[REQUIRED WORK] Write out all of the rows below without changing a single character, and omit the pictures.

[MATERIAL]
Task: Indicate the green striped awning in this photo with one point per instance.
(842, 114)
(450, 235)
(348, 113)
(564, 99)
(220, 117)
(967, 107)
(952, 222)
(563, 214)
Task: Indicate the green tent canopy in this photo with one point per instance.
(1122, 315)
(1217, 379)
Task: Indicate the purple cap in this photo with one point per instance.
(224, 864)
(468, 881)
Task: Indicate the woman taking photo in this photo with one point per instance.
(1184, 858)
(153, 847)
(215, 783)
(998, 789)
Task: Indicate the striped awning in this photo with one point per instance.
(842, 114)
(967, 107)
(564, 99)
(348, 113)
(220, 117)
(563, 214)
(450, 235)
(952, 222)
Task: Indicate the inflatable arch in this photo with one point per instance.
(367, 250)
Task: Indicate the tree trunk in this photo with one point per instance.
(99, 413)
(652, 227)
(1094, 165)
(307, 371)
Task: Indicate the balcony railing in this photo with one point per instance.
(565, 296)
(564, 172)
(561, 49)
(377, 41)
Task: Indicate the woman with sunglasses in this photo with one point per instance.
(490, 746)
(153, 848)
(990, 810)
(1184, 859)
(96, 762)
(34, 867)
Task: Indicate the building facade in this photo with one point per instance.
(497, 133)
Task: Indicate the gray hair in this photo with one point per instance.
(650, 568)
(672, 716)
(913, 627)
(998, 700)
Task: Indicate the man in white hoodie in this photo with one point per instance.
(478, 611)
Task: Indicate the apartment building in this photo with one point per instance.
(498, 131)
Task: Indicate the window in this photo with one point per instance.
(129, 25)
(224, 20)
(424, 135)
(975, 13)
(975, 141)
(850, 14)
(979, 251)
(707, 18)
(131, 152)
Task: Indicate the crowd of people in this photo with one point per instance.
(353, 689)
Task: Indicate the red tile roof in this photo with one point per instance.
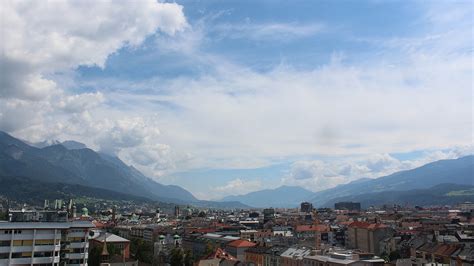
(315, 228)
(220, 254)
(241, 243)
(366, 225)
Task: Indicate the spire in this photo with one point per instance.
(105, 252)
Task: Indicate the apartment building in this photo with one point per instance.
(44, 243)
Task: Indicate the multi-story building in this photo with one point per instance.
(306, 207)
(46, 243)
(351, 206)
(367, 236)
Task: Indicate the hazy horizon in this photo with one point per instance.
(226, 98)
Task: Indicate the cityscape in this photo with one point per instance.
(246, 133)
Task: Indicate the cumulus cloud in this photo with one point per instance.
(318, 175)
(267, 31)
(42, 39)
(236, 186)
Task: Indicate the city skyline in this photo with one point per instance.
(229, 98)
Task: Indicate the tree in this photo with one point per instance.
(177, 257)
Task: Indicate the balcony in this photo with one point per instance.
(47, 248)
(21, 248)
(45, 260)
(77, 234)
(76, 256)
(78, 245)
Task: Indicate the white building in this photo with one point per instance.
(47, 243)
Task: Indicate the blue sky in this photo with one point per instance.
(228, 97)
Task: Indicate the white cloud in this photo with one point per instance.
(41, 38)
(236, 186)
(267, 31)
(416, 95)
(318, 175)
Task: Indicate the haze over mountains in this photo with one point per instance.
(284, 196)
(420, 184)
(70, 162)
(77, 165)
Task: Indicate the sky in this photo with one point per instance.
(229, 97)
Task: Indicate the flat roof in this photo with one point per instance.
(45, 225)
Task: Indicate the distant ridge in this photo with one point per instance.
(72, 162)
(284, 196)
(439, 195)
(456, 171)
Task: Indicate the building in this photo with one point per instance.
(51, 243)
(341, 258)
(217, 258)
(119, 244)
(306, 207)
(268, 215)
(237, 248)
(294, 256)
(366, 236)
(255, 256)
(351, 206)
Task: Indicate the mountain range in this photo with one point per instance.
(439, 182)
(72, 163)
(284, 196)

[THE REPLY]
Task: Indicate the green striped awning in this photo with one point per instance.
(842, 114)
(450, 235)
(348, 113)
(564, 99)
(220, 117)
(967, 107)
(952, 222)
(563, 214)
Task: Indicate the green tent canopy in this photo with one point per instance.
(1122, 315)
(1217, 379)
Task: Indicate the purple cap in this photo with one point per instance.
(224, 864)
(468, 881)
Task: Indicate the woman taking photo in this photo with one point per instance.
(1184, 858)
(153, 847)
(215, 783)
(998, 789)
Task: Indicate the striped awning in this photo with one point per instance.
(842, 114)
(967, 107)
(564, 99)
(348, 113)
(220, 117)
(563, 214)
(450, 235)
(952, 222)
Task: Indicate the inflatable arch in this photo with one point per instance.
(367, 250)
Task: Indicate the tree trunk in this photo with one point per instance.
(99, 413)
(652, 227)
(1094, 165)
(307, 371)
Task: Indicate the balcony railing in this photo with one point per instance.
(565, 296)
(564, 172)
(561, 49)
(377, 41)
Task: Indicate the woman with sunglasses in this photo with one point per instance.
(490, 746)
(153, 848)
(990, 810)
(1184, 859)
(96, 762)
(34, 867)
Task: Indicate the building facade in this photo with one point per instance.
(497, 133)
Task: Indicate the gray hair in this photo with one point per instance.
(650, 568)
(672, 716)
(913, 627)
(998, 700)
Task: Indicate the man in white hoodie in this photo with one point per instance.
(478, 611)
Task: Indicate the apartment building in this photo with one point per instance.
(498, 131)
Task: Indicate the window in this photo with one point per instance.
(129, 25)
(224, 20)
(424, 135)
(975, 13)
(975, 141)
(850, 14)
(979, 251)
(707, 18)
(131, 152)
Task: Indicate the crowd of people in this photo with one point per instance.
(353, 689)
Task: Indicate the red tile roof in this photo with one point per instance.
(315, 228)
(220, 254)
(241, 243)
(366, 225)
Task: Indicate the spire in this photo with one point per instance.
(105, 252)
Task: Indicate the apartment building in this photo with one point per instance.
(44, 243)
Task: Indicate the multi-story building in this photo with one point per instance.
(306, 207)
(46, 243)
(351, 206)
(367, 236)
Task: Indicate the hazy horizon in this photo with one point per instance.
(226, 98)
Task: Indicate the cityscape in this photo with one point per instance.
(246, 133)
Task: Indicate the cumulus cloud in this photo with one point per instance.
(318, 175)
(267, 31)
(42, 39)
(236, 186)
Task: Indicate the city skyline in this photo with one point per instance.
(229, 98)
Task: Indicate the tree in this photo with one point per instance.
(177, 257)
Task: Indicate the balcony in this photo with one point per instance.
(47, 248)
(21, 248)
(45, 260)
(77, 234)
(76, 256)
(78, 245)
Task: Indicate the white building in this photo with one point per instance.
(47, 243)
Task: Indicate the blue sky in this photo with one point per instance.
(228, 97)
Task: Indicate the white cloud in this photo with one point per instance.
(41, 38)
(236, 186)
(267, 31)
(416, 95)
(318, 175)
Task: Indicate the haze over mountains in this photo with one point per instance.
(284, 196)
(420, 184)
(70, 162)
(77, 165)
Task: Indicate the sky in this photo with one point per instance.
(229, 97)
Task: Indicate the flat roof in this photo with one point per instance.
(45, 225)
Task: Indicate the distant ridge in this photo with one point per instance.
(72, 162)
(284, 196)
(439, 195)
(456, 171)
Task: Indicate the building in this photo with one point per instance.
(51, 243)
(341, 258)
(217, 258)
(119, 244)
(306, 207)
(268, 215)
(237, 248)
(294, 256)
(366, 236)
(255, 256)
(351, 206)
Task: Indicate the mountain range in this photo with one point per instance.
(439, 182)
(72, 163)
(284, 196)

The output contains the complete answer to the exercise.